** start **

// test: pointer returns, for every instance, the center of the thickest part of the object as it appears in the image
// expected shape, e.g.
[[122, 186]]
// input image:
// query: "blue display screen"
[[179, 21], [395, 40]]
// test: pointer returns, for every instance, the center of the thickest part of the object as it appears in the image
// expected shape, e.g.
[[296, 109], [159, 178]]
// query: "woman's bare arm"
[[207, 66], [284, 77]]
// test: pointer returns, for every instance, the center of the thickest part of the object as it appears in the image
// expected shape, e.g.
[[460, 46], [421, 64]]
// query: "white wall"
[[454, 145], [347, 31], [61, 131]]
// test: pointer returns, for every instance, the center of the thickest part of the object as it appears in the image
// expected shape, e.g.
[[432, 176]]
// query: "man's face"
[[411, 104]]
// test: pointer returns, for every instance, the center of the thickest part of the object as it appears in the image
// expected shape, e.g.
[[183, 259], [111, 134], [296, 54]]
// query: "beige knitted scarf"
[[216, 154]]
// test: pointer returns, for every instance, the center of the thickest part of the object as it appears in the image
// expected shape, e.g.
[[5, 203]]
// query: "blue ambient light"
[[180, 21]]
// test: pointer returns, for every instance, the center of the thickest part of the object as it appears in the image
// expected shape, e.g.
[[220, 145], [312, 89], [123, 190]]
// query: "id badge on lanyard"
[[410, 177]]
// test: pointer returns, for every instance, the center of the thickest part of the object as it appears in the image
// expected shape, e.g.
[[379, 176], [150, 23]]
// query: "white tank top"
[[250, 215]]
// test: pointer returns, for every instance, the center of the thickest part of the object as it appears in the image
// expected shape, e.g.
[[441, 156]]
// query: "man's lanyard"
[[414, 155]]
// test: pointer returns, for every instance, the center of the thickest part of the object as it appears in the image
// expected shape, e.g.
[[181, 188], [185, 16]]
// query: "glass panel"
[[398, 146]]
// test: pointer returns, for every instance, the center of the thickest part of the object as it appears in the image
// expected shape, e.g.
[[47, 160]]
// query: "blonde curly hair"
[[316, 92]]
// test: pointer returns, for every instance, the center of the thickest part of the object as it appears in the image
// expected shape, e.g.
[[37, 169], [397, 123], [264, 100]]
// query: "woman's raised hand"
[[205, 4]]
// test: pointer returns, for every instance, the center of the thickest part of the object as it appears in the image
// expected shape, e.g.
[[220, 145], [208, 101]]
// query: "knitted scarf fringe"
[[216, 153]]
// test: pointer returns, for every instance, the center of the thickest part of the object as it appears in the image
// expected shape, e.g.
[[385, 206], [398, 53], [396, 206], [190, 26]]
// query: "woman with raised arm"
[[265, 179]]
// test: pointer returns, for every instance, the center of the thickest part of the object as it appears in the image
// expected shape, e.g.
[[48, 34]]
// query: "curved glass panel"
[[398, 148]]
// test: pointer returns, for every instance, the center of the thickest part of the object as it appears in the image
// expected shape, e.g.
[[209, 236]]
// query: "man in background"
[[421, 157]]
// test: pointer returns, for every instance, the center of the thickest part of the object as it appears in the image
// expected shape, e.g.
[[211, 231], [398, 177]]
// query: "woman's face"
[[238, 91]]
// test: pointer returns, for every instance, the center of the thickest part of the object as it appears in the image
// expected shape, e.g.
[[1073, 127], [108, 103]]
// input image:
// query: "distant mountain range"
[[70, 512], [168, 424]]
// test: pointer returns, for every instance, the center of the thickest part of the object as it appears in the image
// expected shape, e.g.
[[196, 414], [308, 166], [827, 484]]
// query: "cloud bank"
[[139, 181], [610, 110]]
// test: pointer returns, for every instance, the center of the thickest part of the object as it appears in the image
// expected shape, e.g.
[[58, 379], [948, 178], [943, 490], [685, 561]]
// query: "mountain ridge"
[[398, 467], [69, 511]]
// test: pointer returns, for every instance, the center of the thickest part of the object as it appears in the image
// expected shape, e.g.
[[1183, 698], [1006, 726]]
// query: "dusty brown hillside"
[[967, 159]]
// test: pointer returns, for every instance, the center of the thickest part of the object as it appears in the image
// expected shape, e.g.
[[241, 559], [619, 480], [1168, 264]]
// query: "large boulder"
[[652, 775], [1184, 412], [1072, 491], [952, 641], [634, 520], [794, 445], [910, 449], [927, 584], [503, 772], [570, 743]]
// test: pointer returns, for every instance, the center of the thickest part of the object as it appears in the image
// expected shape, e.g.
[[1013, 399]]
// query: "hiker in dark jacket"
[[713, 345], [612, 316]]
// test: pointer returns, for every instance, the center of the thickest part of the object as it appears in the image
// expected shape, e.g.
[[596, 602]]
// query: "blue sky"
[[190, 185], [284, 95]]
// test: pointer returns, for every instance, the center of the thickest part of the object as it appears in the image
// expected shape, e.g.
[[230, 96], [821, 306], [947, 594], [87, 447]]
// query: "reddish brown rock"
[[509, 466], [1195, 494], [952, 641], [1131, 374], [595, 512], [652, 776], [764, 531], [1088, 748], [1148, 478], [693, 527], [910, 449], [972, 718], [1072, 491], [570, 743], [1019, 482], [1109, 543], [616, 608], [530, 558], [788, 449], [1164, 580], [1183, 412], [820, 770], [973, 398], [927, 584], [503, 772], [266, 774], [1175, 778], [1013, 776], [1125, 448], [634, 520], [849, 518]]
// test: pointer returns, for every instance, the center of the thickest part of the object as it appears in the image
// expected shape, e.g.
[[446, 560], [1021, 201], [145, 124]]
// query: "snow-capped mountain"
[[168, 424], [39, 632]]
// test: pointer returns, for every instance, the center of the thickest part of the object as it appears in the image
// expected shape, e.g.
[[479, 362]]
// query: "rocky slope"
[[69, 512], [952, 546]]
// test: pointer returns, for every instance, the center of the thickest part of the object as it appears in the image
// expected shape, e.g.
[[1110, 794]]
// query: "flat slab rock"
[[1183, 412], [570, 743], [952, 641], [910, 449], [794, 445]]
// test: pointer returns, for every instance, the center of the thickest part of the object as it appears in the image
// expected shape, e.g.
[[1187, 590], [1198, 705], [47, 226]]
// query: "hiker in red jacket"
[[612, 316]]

** end **

-- Instructions for the task --
Render all of the material above as a Markdown table with the columns No. and Line, giving each line its own row and numbering the rows in order. Leave out any blank lines.

-- Task solution --
| No. | Line |
|---|---|
| 1 | // test: pointer returns, for every instance, the center of the thickest part of the object as it appears in the image |
| 2 | // expected shape, e.g. |
| 3 | [[122, 186]] |
| 4 | // input image: |
| 5 | // query: "blue display screen" |
| 6 | [[179, 21], [395, 40]] |
| 7 | // test: pointer returns, for every instance, the center of the thickest part of the object as it appears in the image |
| 8 | // expected shape, e.g. |
| 9 | [[296, 109], [159, 178]] |
| 10 | // query: "woman's bare arm" |
| 11 | [[207, 66], [284, 77]] |
| 12 | // test: pointer returns, for every instance, the center of the thickest part of the object as it appears in the image |
| 13 | // expected shape, e.g. |
| 14 | [[460, 46], [421, 64]] |
| 15 | // query: "white wall" |
| 16 | [[454, 145], [347, 31], [61, 131]] |
| 17 | // test: pointer returns, for every instance, the center of the thickest part of the object as it appears in the image |
| 18 | // expected shape, e.g. |
| 19 | [[432, 176]] |
| 20 | // query: "man's face" |
| 21 | [[411, 104]] |
| 22 | // test: pointer returns, for every instance, the center of the thickest part of the object as it appears in the image |
| 23 | // expected shape, e.g. |
| 24 | [[183, 259], [111, 134], [296, 54]] |
| 25 | // query: "beige knitted scarf" |
| 26 | [[216, 154]] |
| 27 | // test: pointer returns, for every instance, the center of the thickest part of the object as it appears in the image |
| 28 | // expected shape, e.g. |
| 29 | [[5, 203]] |
| 30 | // query: "blue ambient light" |
| 31 | [[180, 21]] |
| 32 | // test: pointer returns, for every instance, the center of the thickest part of the object as it appears in the image |
| 33 | // expected shape, e.g. |
| 34 | [[220, 145], [312, 89], [123, 190]] |
| 35 | // query: "id badge on lanyard" |
| 36 | [[410, 177]] |
| 37 | // test: pointer returns, for every instance, the center of the thickest part of the object as it appears in the image |
| 38 | // expected shape, e.g. |
| 39 | [[379, 176], [150, 23]] |
| 40 | // query: "white tank top" |
| 41 | [[250, 215]] |
| 42 | // test: pointer returns, for every instance, the center of the thickest part of the object as it appears in the image |
| 43 | // expected shape, e.g. |
| 44 | [[441, 156]] |
| 45 | // query: "man's lanyard" |
| 46 | [[414, 155]] |
| 47 | // test: pointer returns, for every instance, the center of the thickest part of the object as it appears in the image |
| 48 | // expected shape, e.g. |
| 49 | [[181, 188], [185, 16]] |
| 50 | // query: "glass panel" |
| 51 | [[398, 146]] |
| 52 | // test: pointer returns, for every instance, the center of the thickest part of the object as it appears in the image |
| 53 | // expected shape, e.g. |
| 54 | [[47, 160]] |
| 55 | // query: "blonde curly hair" |
| 56 | [[316, 92]] |
| 57 | // test: pointer returns, for every instance, the center of the thickest part of the object as it appears in the image |
| 58 | // expected shape, e.g. |
| 59 | [[37, 169], [397, 123], [264, 100]] |
| 60 | // query: "woman's raised hand" |
| 61 | [[205, 4]] |
| 62 | // test: pointer returns, for every instance, the center of the thickest part of the object as it appears in the image |
| 63 | // expected shape, e.g. |
| 64 | [[220, 145], [208, 101]] |
| 65 | // query: "knitted scarf fringe" |
| 66 | [[216, 153]] |
| 67 | // test: pointer returns, for every instance, the center of the thickest part of the object as it appears in the image |
| 68 | // expected shape, e.g. |
| 69 | [[385, 206], [398, 53], [396, 206], [190, 26]] |
| 70 | // query: "woman with raised arm" |
| 71 | [[265, 179]] |
| 72 | // test: pointer returns, for every instance, the center of the thickest part of the object as it appears in the image |
| 73 | // expected shape, e.g. |
| 74 | [[48, 34]] |
| 75 | // query: "curved glass panel" |
| 76 | [[398, 148]] |
| 77 | // test: pointer returns, for every instance, the center of the thickest part of the object as it appears in the image |
| 78 | // expected shape, e.g. |
| 79 | [[209, 236]] |
| 80 | // query: "man in background" |
| 81 | [[421, 157]] |
| 82 | // test: pointer returns, for every instance, the center of the thickest part of the object as it appears in the image |
| 83 | // expected shape, e.g. |
| 84 | [[211, 231], [398, 177]] |
| 85 | // query: "woman's face" |
| 86 | [[238, 91]] |
| 87 | // test: pointer returns, for every instance, the center of the thickest part of the object as it appears in the image |
| 88 | // expected shape, e.g. |
| 89 | [[1073, 127], [108, 103]] |
| 90 | // input image: |
| 91 | // query: "distant mountain range" |
| 92 | [[70, 512], [168, 424]] |
| 93 | // test: pointer returns, for every instance, the center of the thickest part of the object as it appears in the image |
| 94 | // expected shape, e.g. |
| 95 | [[196, 414], [308, 166], [827, 484]] |
| 96 | // query: "cloud bank" |
| 97 | [[139, 181], [610, 110]] |
| 98 | // test: pointer returns, for every instance, the center of the thickest part of the object as it appears in the image |
| 99 | // expected shape, e.g. |
| 100 | [[58, 379], [948, 178], [943, 490], [685, 561]] |
| 101 | // query: "mountain ridge" |
| 102 | [[398, 467], [69, 511]] |
| 103 | // test: pointer returns, for every instance, the center of the thickest part of the object as it appears in the image |
| 104 | // expected shape, e.g. |
| 105 | [[1183, 698], [1006, 726]] |
| 106 | // query: "dusty brown hillside" |
| 107 | [[967, 159]] |
| 108 | // test: pointer returns, for every instance, the center of the thickest part of the object as it appears in the image |
| 109 | // expected shape, e.g. |
| 110 | [[241, 559], [619, 480], [1168, 264]] |
| 111 | // query: "large boulder" |
| 112 | [[652, 775], [1184, 412], [1072, 491], [952, 641], [634, 520], [794, 445], [910, 449], [927, 584], [503, 772], [570, 743]] |
| 113 | // test: pointer returns, for every instance, the center of the thickest part of the object as it appears in the image |
| 114 | // expected shape, e.g. |
| 115 | [[1013, 399]] |
| 116 | // query: "hiker in dark jacket" |
| 117 | [[713, 345], [612, 316]] |
| 118 | // test: pointer returns, for every instance, the center of the thickest part of the object as it appears in the image |
| 119 | // expected shape, e.g. |
| 120 | [[596, 602]] |
| 121 | // query: "blue sky" |
| 122 | [[190, 185], [284, 95]] |
| 123 | // test: pointer returns, for every instance, the center of the thickest part of the object as it appears in the image |
| 124 | // expected shape, e.g. |
| 125 | [[230, 96], [821, 306], [947, 594], [87, 447]] |
| 126 | // query: "reddish brown rock" |
| 127 | [[509, 466], [1195, 494], [952, 641], [1131, 374], [595, 512], [652, 776], [764, 531], [1088, 748], [1148, 478], [693, 527], [910, 449], [972, 718], [1072, 491], [570, 743], [1019, 482], [1109, 543], [616, 608], [530, 558], [788, 449], [1164, 580], [1183, 412], [820, 770], [973, 398], [927, 584], [503, 772], [266, 774], [1175, 778], [1013, 776], [1125, 448], [634, 520], [849, 518]] |
| 128 | // test: pointer returns, for every instance, the center of the thickest part of the object as it appears in the image |
| 129 | // expected shape, e.g. |
| 130 | [[446, 560], [1021, 201], [145, 124]] |
| 131 | // query: "snow-capped mountain" |
| 132 | [[168, 424], [39, 632]] |
| 133 | // test: pointer returns, for every instance, the center of the thickest part of the object as it appears in the image |
| 134 | // expected shape, e.g. |
| 135 | [[479, 362]] |
| 136 | // query: "rocky slope" |
| 137 | [[69, 512], [952, 546]] |
| 138 | // test: pointer returns, for every instance, the center of the thickest part of the object as it appears in the image |
| 139 | // expected shape, e.g. |
| 140 | [[1110, 794]] |
| 141 | // query: "flat slab rock" |
| 142 | [[1183, 412], [570, 743], [952, 641], [910, 449], [794, 445]] |
| 143 | // test: pointer returns, for every instance, the center of the thickest part of the object as it appears in the image |
| 144 | // expected shape, e.g. |
| 145 | [[1187, 590], [1198, 705], [47, 226]] |
| 146 | // query: "hiker in red jacket" |
| 147 | [[612, 316]] |